- _Exercise_
Please turn each of the rows below into a JSON list of strings, one string per line, leaving out any blank lines.

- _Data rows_
::::

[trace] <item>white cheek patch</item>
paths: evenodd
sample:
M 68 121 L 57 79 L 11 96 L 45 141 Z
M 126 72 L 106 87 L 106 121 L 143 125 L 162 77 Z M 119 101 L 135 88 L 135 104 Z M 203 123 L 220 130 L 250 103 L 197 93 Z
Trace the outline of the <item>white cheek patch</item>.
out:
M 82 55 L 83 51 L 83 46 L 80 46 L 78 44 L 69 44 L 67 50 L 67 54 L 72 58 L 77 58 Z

::::

- _Result_
[
  "[trace] <item>white cheek patch</item>",
  "paths: evenodd",
  "sample:",
  "M 68 121 L 57 79 L 11 96 L 45 141 Z",
  "M 126 72 L 106 87 L 106 121 L 143 125 L 162 77 Z M 119 101 L 135 88 L 135 104 Z M 203 123 L 220 130 L 250 103 L 197 93 Z",
  "Trace the outline of the <item>white cheek patch</item>.",
  "out:",
  "M 82 55 L 83 51 L 83 46 L 80 46 L 78 44 L 69 44 L 67 50 L 67 54 L 72 58 L 77 58 Z"
]